### Selected text
*** Begin section ***
A huge discovery in the natural treatment of Alzheimer’s disease was recently reported at the Neuroscience Conference in Washington by the National Center for Homeopathy. Homeopathic manufacturer and research organization, Heel, presented studies on a multi-target, combination homeopathic medicine that has proven effective for both relieving symptoms of Alzheimer’s disease and influencing the reduction of the formation of amyloid plaques in the brains of patients. In-vitro and in-vivo studies were conducted in France and Finland, and confirm that subjects showed enhanced learning abilities, an increase in their ability to recognize objects, and improvement in memory performance after treatment.
Classical homeopathy also offers patients hope. Classical homeopathy uses one remedy at a time, and may take a similar multi-targeted approach to treating Alzheimer’s; however, the practitioner may either alternate or use several remedies in succession rather than combining them. The announcement from Heel allows people, who wouldn’t otherwise seek homeopathic treatment, to feel more confident of its efficacy.
*** End section ***
### Source information
*** Begin section ***
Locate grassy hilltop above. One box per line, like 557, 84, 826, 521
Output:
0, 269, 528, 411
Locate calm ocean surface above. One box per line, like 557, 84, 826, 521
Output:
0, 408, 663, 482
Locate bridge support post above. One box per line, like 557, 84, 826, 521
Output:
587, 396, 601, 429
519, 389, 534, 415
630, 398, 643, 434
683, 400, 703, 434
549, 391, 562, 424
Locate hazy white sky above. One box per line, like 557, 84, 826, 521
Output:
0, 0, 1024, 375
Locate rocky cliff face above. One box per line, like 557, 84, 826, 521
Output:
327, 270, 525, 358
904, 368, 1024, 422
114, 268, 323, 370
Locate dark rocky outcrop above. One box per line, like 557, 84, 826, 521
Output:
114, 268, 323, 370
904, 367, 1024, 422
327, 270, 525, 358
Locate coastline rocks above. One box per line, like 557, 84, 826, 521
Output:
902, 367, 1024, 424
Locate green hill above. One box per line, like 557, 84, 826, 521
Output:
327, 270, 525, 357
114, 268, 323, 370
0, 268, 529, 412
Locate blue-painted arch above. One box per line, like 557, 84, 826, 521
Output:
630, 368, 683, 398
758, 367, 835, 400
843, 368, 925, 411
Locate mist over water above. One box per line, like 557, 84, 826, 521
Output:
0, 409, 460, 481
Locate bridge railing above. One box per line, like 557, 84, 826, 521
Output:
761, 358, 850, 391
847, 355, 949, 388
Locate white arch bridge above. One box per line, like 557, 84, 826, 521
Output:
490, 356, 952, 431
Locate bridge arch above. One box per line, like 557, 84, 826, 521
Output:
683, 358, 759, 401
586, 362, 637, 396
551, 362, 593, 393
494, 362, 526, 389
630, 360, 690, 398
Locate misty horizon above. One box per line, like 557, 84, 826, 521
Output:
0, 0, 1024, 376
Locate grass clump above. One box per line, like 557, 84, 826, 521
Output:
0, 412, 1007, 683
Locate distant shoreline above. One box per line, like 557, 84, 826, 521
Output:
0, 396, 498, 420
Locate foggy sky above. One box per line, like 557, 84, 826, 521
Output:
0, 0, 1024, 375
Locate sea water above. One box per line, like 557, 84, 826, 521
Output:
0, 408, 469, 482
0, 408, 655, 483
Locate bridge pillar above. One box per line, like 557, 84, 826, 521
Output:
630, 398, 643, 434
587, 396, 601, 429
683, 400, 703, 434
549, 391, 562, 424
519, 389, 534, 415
*** End section ***
### Work order 1
Duplicate the passage on homeopathy for Alzheimer's from "A huge discovery" up to and including "performance after treatment.".
### Work order 2
Answer these questions from the passage on homeopathy for Alzheimer's.
(a) At which conference was the discovery reported?
(b) In which countries were the in-vitro and in-vivo studies conducted?
(c) How many remedies does classical homeopathy use at a time?
The data is separate from the passage on homeopathy for Alzheimer's.

### Final answer 1
A huge discovery in the natural treatment of Alzheimer’s disease was recently reported at the Neuroscience Conference in Washington by the National Center for Homeopathy. Homeopathic manufacturer and research organization, Heel, presented studies on a multi-target, combination homeopathic medicine that has proven effective for both relieving symptoms of Alzheimer’s disease and influencing the reduction of the formation of amyloid plaques in the brains of patients. In-vitro and in-vivo studies were conducted in France and Finland, and confirm that subjects showed enhanced learning abilities, an increase in their ability to recognize objects, and improvement in memory performance after treatment.

### Final answer 2
(a) The Neuroscience Conference in Washington
(b) France and Finland
(c) One